* [PASSAGE FOR REVIEW]:
☆ ☆ ☆

The way forward for medical science
With the onus being placed on a future without animal research, there is much emphasis placed on the ability to ensure medical science continues to move forward. This is helped by the fact that advanced technology is becoming more versatile and accessible to medical professionals to enhance our everyday lives and strive for medical perfection.
The monitoring of incurable diseases provides early warning of a medical emergency which is crucial. In the past, this has been undertaken by x-ray, ultrasound and magnetic resonance imaging but soon sensors will be available to provide monitoring by remote electronic early warning to avert any medical crisis.
Another area which could be invaluable is electronic health records which have the potential to be used as a research programme for the development of drugs and the monitoring of whether a treatment is successful or not. At the same time this data could also provide statistics about the disease or illness providing a greater insight. Furthermore, if DNA sequencing was also recorded, this could provide valuable information on what drugs reacted unfavourably on the different genotypes by way of indicating the symptoms experienced. This could eliminate certain drugs for specific genotypes and enable a more effective drug to be prescribed for a particular disease.
The benefits of this information would be second to none for future employers and, of course, insurance companies who could enforce a discrimination policy based upon the genetic and medical profiles provided creating a unique database. However, since patient privacy requires optimum security there is the likelihood that this degree of information might not be available for a considerable time, if ever.
Screening could be taken one step further with genetic testing providing essential data to enable patients to avoid or incorporate a certain activity or diet to improve longevity and quality of life. But this would depend upon their desire to be supervised which could be seen to constitute the freedom of their health in a similar way to that of enforcing the cessation of smoking.

☆ ☆ ☆

[Entries taken from a collection]
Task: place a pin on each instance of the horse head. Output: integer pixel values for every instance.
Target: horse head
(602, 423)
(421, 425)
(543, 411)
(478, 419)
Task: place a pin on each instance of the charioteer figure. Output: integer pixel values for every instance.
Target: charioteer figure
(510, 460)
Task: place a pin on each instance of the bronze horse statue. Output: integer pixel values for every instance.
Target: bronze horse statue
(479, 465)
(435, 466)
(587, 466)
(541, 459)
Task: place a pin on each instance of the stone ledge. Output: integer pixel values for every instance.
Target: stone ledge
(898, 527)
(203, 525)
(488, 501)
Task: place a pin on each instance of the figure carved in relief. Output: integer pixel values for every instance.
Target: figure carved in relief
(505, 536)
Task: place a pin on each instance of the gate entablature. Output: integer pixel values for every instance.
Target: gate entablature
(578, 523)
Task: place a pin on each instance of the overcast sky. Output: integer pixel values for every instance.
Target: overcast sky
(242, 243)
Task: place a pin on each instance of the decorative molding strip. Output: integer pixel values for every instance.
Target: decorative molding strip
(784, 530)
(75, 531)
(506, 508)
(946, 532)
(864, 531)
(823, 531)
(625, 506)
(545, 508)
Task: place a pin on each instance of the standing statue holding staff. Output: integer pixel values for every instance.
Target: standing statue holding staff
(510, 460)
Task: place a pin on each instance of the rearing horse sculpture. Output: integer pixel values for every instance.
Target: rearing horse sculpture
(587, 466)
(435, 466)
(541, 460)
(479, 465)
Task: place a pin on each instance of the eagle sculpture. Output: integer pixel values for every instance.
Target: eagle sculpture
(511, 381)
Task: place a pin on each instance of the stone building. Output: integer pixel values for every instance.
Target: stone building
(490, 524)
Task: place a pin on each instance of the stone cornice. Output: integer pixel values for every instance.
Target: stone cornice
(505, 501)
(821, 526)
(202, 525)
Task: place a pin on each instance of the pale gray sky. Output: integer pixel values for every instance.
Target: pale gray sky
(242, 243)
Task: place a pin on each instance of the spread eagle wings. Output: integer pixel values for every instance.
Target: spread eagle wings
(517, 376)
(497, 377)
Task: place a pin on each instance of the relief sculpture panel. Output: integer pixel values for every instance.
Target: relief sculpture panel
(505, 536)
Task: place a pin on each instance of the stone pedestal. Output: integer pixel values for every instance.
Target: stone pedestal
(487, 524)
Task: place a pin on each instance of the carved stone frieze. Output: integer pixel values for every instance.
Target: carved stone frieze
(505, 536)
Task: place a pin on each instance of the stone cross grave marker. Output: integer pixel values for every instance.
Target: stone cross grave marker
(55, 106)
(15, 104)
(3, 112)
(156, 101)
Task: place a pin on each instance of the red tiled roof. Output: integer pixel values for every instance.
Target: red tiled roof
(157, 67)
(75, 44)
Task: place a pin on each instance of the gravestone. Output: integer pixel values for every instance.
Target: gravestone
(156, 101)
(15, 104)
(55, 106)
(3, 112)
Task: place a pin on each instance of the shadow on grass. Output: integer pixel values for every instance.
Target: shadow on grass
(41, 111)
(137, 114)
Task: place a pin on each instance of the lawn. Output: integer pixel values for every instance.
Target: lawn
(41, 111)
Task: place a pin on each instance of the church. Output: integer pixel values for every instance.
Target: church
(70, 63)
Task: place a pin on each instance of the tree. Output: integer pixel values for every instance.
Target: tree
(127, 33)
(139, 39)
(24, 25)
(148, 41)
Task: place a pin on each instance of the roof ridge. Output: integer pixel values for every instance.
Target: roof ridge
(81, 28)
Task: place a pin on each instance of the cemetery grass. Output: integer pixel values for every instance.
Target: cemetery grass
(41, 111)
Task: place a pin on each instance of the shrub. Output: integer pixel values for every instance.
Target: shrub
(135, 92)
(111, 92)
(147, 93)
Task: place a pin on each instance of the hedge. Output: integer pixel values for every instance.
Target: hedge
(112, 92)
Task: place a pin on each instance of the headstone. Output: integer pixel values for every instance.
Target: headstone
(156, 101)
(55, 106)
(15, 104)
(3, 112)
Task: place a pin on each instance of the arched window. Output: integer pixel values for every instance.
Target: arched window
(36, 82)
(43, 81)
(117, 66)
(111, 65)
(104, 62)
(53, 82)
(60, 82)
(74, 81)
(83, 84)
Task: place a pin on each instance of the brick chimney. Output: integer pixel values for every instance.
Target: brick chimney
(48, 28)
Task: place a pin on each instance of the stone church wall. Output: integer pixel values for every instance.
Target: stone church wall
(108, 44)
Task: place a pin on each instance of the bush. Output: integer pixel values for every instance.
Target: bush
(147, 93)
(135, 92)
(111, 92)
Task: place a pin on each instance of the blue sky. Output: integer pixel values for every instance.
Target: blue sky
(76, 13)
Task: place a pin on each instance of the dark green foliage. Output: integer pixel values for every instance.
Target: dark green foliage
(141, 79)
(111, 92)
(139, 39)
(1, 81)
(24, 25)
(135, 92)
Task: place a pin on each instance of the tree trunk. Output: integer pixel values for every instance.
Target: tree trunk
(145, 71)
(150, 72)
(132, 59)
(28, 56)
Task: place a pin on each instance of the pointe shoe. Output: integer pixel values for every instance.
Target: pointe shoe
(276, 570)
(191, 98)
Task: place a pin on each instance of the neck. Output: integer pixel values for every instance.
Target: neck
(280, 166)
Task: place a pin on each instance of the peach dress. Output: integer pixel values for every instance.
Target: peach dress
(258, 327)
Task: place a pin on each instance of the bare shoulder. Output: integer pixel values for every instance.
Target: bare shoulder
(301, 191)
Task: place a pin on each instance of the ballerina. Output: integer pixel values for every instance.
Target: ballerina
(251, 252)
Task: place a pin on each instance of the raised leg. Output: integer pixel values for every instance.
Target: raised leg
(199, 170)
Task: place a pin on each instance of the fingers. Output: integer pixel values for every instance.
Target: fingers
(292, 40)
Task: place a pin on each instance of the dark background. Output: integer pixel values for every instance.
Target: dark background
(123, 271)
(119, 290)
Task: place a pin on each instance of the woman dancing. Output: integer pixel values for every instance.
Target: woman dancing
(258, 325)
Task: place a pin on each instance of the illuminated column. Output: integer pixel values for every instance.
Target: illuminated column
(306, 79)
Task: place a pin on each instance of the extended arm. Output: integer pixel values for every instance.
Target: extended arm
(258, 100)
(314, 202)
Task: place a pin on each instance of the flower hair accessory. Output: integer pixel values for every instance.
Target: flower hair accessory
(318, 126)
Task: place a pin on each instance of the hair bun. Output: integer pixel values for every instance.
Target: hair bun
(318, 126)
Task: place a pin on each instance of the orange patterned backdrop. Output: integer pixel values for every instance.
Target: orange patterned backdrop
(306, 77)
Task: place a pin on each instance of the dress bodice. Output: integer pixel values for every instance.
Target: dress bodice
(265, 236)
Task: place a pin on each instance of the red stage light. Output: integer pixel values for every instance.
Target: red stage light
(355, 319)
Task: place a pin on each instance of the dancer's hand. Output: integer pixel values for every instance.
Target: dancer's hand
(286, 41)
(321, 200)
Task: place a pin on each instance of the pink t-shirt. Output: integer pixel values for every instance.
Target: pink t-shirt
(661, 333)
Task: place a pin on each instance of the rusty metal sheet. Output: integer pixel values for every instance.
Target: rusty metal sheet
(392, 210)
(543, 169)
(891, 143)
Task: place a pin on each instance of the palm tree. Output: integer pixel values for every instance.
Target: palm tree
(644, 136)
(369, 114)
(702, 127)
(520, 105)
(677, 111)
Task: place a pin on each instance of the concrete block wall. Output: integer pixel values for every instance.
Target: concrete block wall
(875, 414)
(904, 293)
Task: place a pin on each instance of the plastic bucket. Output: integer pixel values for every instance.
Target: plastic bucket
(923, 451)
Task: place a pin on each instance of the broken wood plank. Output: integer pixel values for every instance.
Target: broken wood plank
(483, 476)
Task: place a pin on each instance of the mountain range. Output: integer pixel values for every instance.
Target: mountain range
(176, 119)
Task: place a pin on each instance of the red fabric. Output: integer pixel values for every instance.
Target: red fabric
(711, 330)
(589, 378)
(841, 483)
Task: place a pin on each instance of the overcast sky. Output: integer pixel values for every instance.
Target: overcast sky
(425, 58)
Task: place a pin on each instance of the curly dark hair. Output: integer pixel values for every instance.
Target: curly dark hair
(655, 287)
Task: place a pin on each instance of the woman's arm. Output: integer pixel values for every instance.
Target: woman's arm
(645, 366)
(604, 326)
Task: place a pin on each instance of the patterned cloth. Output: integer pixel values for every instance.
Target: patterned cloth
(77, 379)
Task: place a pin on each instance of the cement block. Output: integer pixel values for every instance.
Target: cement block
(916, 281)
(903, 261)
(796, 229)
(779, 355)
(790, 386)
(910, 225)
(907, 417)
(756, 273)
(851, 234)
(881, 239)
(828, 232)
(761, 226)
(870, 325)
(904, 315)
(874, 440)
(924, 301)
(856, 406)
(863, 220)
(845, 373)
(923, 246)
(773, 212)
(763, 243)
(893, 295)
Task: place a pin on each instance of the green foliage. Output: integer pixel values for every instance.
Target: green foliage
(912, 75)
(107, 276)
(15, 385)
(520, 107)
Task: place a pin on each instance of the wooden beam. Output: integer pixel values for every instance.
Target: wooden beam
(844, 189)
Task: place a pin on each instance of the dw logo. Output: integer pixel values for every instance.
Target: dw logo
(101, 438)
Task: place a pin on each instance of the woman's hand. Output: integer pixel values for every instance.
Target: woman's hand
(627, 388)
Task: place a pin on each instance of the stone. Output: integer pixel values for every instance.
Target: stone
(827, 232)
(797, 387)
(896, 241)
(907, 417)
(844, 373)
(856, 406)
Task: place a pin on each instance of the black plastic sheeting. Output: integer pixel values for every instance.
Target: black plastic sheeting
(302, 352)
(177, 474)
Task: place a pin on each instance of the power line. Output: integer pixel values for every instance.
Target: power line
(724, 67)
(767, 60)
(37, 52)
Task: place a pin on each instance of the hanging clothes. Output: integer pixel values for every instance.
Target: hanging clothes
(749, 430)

☆ ☆ ☆

According to the text on the way forward for medical science, which methods have been used in the past to monitor incurable diseases? List each one.

* [SOLUTION TO THIS EXERCISE]:
X-ray
Ultrasound
Magnetic resonance imaging